Brief> Reproduce each of the following rows word for word.

(Records from a data collection)
==============================
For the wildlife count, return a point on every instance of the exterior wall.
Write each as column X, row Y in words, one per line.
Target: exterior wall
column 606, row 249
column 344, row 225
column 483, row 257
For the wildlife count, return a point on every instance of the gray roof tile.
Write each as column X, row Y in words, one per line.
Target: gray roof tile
==============================
Full response>
For the wildlife count, return a point on every instance of the exterior wall.
Write each as column X, row Y in words, one per line.
Target: exterior wall
column 606, row 249
column 344, row 225
column 483, row 257
For the wildlife count, return a point on every instance of the gray roof tile.
Write each as column X, row Y in words, one per line.
Target: gray roof tile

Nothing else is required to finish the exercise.